AUSGEWÄHLTER AUSZUG:
# WinXP - Explorer.exe Problem



## hellmes (29. November 2003)

Hallo,
ich habe das Problem: Unter WinXP lassen sich nicht mehr Dateien (Word-Dokumente) von Ordner zu Ordner verschieben oder kopieren! Auch von Diskette in einen Ordner funktioniert nicht mehr.
Es folgt jedesmal die Meldung: Exolorer.EXE hat ein Problem und muss beendet werden.
Wer kann helfen?
Gruss Hellmes


----------



## zeromancer (1. Dezember 2003)

Schau mal nach, ob in der Prozessübersicht des Taskmanagers eine msblast.exe läuft - wenn ja, killen und nach der Datei suchen und elimieren. Hotfix KB823980 für WinXP besorgen (bei M$)


----------



## hellmes (5. Dezember 2003)

*Explorer.exe Problem*

Hallo zeromancer,
danke für den Tip, leider läuft kein Task msblast.exe auf meinem PC.
Den Hotfix KB823980 habe ich seit Aug.03 installiert.
Trotzdem besten Dank.

hellmes


----------



## hellmes (21. Dezember 2003)

*WinXP-Explorer Problem*

Hallo,
bin leider immer noch nicht weiter!

MATERIAL:
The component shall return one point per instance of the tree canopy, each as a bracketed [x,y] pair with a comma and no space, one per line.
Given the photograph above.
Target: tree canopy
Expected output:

DETAILS ZUR AUFGABE: Kopieren Sie aus dem Forenthread zum Explorer.exe-Problem wortgetreu die Stelle, die mit „# WinXP - Explorer.exe“ beginnt und mit „Wer kann helfen?“ endet.

ANTWORT ZUR AUFGABE:
# WinXP - Explorer.exe Problem



## hellmes (29. November 2003)

Hallo,
ich habe das Problem: Unter WinXP lassen sich nicht mehr Dateien (Word-Dokumente) von Ordner zu Ordner verschieben oder kopieren! Auch von Diskette in einen Ordner funktioniert nicht mehr.
Es folgt jedesmal die Meldung: Exolorer.EXE hat ein Problem und muss beendet werden.
Wer kann helfen?